How would the write-up on the slow Nextcloud server and its brute-force throttling carry on? Continue it from its last sentence.

[Reading passage]
_____

Here we can see the overwhelming majority of the time is spent inside 1 call to the php::usleep
function which is called once by the OC\Security\Bruteforce\Throttler->getDelay
function.
All the slowness was thus due to Nextcloud’s bruteforce avoidance feature. Somehow it thought someone was trying to bruteforce access to the server. But why did it activate at all as I’m the only user?
The issue was seemingly unrelated
Looking back in the logs I could see that the remote_addr
of the request was pointing to my router
instance and not to the user’s real IP address.
Thanks to @bb77 over in the Nextcloud forum, I learned my issue was due to NAT hairpinning. This allows, I quote wikipedia, “a machine on the LAN is able to access another machine on the LAN via the external IP address of the LAN/router”.

_____

[Given information]
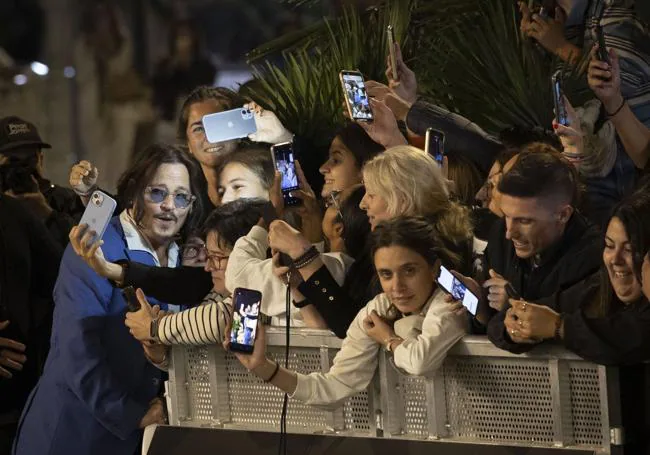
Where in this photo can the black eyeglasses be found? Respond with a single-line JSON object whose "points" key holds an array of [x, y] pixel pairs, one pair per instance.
{"points": [[333, 200], [158, 195]]}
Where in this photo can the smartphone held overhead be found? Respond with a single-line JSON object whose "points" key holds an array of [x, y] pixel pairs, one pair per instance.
{"points": [[246, 304], [229, 125], [98, 213], [561, 113], [284, 160], [356, 96], [434, 145]]}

_____

[Result below]
This is all great but this means the Nextcloud server was seeing all internal requests as coming from the same IP address, the one of my router, leading to more bruteforce mitigation than necessary.
I circumvented by using split DNS by adding nextcloud.domain.com
to my internal dns server with:
{
services.dnsmasq = extraConfig = ''
address=/$MYISNTANCE/192.168.1.10
'';
Where 192.168.1.10
is the internal IP of the server hosting Nextcloud.
Now, the webdav request finishes in 8.188s
and the remote_addr
shows correctly the one from my
laptop. It’s still slow and more profiling showed the issue lies now in ldap calls. But I’ll leave
that for a later blog post.